» **WORK REQUIRED**: Output each record exactly as given. Leave out every picture.

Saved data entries

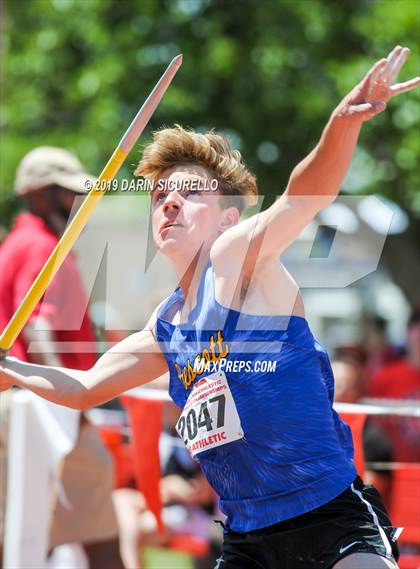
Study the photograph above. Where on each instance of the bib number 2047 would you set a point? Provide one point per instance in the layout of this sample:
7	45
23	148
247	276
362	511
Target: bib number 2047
202	417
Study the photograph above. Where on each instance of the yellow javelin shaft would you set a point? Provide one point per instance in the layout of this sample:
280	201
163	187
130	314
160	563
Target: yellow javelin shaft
73	230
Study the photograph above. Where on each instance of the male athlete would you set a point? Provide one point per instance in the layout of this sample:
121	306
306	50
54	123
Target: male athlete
267	439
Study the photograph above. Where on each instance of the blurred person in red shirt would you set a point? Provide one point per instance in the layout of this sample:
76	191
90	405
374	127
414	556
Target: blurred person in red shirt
401	380
59	333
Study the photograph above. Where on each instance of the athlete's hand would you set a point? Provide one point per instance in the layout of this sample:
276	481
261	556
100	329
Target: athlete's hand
371	95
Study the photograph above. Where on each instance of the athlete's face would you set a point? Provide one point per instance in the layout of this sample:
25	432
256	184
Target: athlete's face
187	218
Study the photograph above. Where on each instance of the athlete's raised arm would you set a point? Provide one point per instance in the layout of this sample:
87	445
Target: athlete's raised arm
316	181
134	361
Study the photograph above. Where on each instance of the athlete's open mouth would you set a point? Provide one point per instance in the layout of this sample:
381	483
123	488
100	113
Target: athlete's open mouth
169	225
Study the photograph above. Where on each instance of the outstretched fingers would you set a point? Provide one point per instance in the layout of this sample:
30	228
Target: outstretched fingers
398	62
371	76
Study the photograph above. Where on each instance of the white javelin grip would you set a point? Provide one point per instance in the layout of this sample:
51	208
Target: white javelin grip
74	228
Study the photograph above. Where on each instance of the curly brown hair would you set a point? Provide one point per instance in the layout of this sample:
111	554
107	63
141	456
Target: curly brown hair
177	145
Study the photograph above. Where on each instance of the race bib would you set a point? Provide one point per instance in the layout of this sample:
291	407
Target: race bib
210	418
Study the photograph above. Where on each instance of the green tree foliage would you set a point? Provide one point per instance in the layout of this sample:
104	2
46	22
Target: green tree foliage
266	73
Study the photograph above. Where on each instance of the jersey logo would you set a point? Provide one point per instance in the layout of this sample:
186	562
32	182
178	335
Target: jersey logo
213	353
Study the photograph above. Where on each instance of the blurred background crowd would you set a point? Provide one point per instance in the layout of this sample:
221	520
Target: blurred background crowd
267	75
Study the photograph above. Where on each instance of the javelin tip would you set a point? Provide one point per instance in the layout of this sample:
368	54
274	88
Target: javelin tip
177	59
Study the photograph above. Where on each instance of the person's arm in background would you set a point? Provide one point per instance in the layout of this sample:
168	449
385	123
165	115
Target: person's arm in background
43	335
133	362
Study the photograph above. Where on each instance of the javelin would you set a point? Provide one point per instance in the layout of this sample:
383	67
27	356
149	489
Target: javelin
73	230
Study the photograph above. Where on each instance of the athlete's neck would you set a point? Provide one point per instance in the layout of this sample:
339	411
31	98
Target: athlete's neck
189	276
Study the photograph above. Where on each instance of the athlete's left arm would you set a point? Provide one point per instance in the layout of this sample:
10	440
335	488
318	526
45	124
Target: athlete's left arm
315	182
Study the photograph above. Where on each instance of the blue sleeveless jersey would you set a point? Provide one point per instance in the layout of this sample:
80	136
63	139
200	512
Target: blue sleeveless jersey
296	453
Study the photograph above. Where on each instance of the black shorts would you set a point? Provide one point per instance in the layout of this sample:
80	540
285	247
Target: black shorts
354	522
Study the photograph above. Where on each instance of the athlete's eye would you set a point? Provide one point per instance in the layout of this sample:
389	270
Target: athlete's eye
158	196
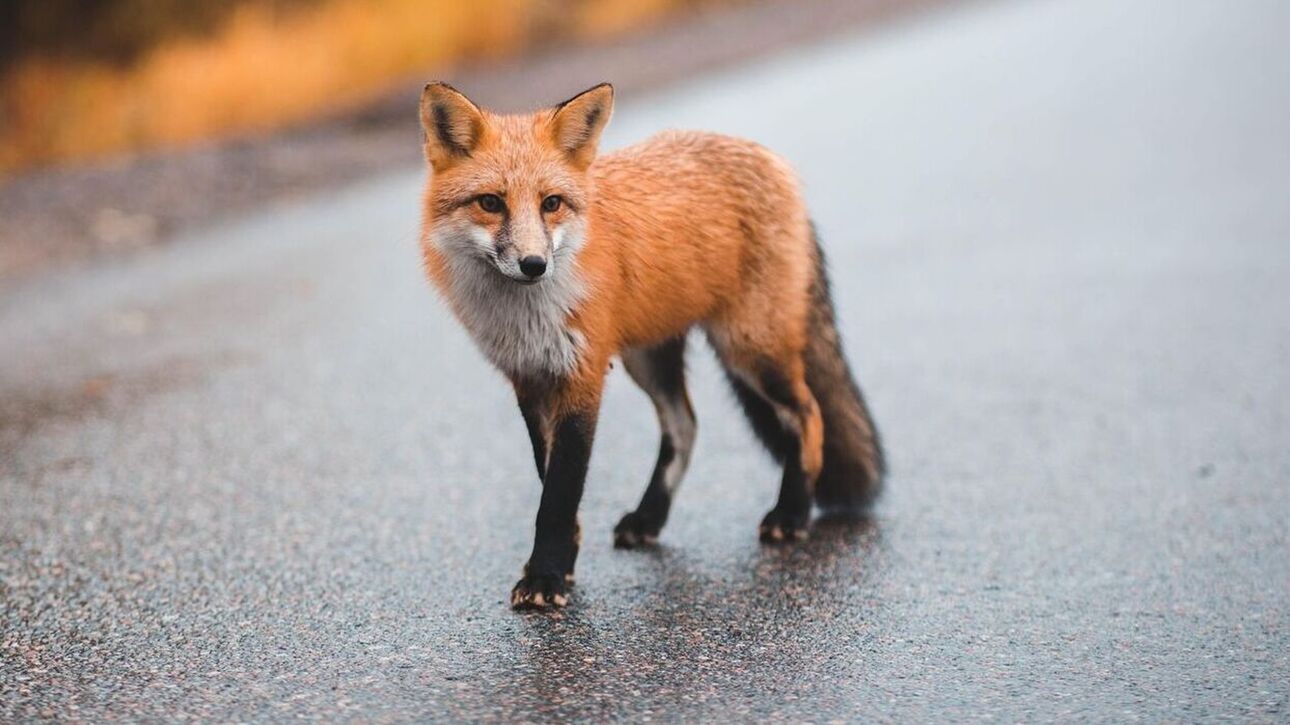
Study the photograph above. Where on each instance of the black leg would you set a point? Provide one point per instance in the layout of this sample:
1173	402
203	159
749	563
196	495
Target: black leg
791	515
532	412
661	373
555	546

» **RESPONSE TO THE TASK**:
Study the photograph above. Where on each instance of the bib number 2047 would you set a point? Provide one point per instance in the layout of this sample:
7	45
23	148
247	276
362	511
Target: bib number 2047
202	417
Study the photograph above. Where on each instance of the yellow javelin shaft would you set a point? Provide one point per instance in the layout of this sample:
280	201
163	187
130	314
160	563
Target: yellow javelin shaft
73	230
Study the photograph above. Where on each instance of the male athlete would you set a point? Provide one point per instance in the layout of this sample:
121	306
306	50
54	123
Target: male athlete
267	439
Study the photograph above. Where on each instance of the blurred person in red shirt would you set a point? Provide one point per instance in the layout of this sample:
76	191
90	405
374	127
414	556
Target: blurred person in red shirt
401	380
59	333
Study the photograph above. Where on each instance of the athlete's hand would you set a point? Provide one point per instance in the layout of this sample:
276	481
261	556
100	329
Target: athlete's hand
371	95
Study the photograph above. Where on each instance of the athlete's face would you set a point? Provide one point per instance in the layout of this sample:
25	432
256	184
Target: athlete's face
187	218
Study the photograph above. Where on each instance of the athlete's raised arm would you set a point? Provide one point per instance in the layout of this sample:
87	445
Target: athlete's raised arm
316	181
134	361
Study the photograph above. Where on each instance of the athlete's open mouth would you set a point? Provide one point per instance in the layout of this sample:
381	483
123	488
100	113
Target: athlete's open mouth
169	225
Study the photograph above. Where on each instance of the outstretched fingers would you set a point? Provide one point per instance in the layout of this sample:
30	228
Target: outstretched fingers
398	62
371	76
Study the photograph above. Where on each instance of the white javelin grip would you set a point? Provide one point per instance in the layout of this sample:
51	208
Target: white javelin grip
74	228
Study the photograph above. Where on each instance of the curly brown hair would you set a point? Provide one point per instance in the layout of this sample:
111	554
107	63
141	456
Target: curly brown hair
177	145
Study the photograph above. Where on each instance of the race bib would you set a point? Provide one point per instance in the layout of this sample:
291	407
Target: race bib
210	418
Study the photograph above. Where on each instance of the green tree foliage would you set a point? Provide one point per instance in the layout of this sample:
104	2
46	22
Target: green tree foliage
266	73
Study the photograph above. Where on each instance of the jersey logo would you set a point? Provide one point per instance in the layout of this sample:
186	562
32	182
178	335
Target: jersey logo
213	353
Study the photograph above. Where on each instance of the blurred background crowd would you set a point? Provide one point per instance in the layout of this sample:
221	520
Target: blurred background crowd
267	75
Study the photograph above. Where on each instance of the javelin tip would you set a point? Provide one point per instance in the layout of this sample:
368	54
274	88
Target: javelin tip
177	59
Study the photograph above. Where on each instance of the person's arm in background would you set a point? Provide one point per instance in the layout of this sample:
168	449
385	123
165	115
Target: person's arm in background
43	335
133	362
Study the photograph above. Where on each instance of the javelin would you set a point? Provide one point per instance in the layout of this sample:
383	67
27	356
149	489
Target: javelin
73	230
Study the photograph above. Where on each instance of the athlete's neck would you set a point? Provide one point per instance in the layout of this sample:
339	411
31	98
Target: athlete's neck
189	276
Study the photograph above. Where on each instance of the athlete's left arm would you set a point? Provide one point per instance in the layout of this sample:
10	440
335	488
318	526
45	124
Target: athlete's left arm
315	182
Study the photograph above. Where on each instance of the blue sleeveless jersey would you set a point? Provide one point per instance in the layout of this sample:
80	136
63	139
200	512
Target: blue sleeveless jersey
296	453
Study the photograph above. Where on each instance of the black shorts would you set a point? Provide one point per instance in the layout of this sample:
80	540
285	247
Target: black shorts
354	522
Study the photograph above. Where on each instance of the athlete's eye would you set a point? Provide one point per instance in the layout of this sample:
389	270
Target: athlete's eye
158	196
Study the photograph above. Where on each instance of the black leg would you set a point? Provide one point per instance in the layout of this sample:
1173	402
203	159
749	563
196	495
Target: black leg
791	515
532	412
661	373
555	546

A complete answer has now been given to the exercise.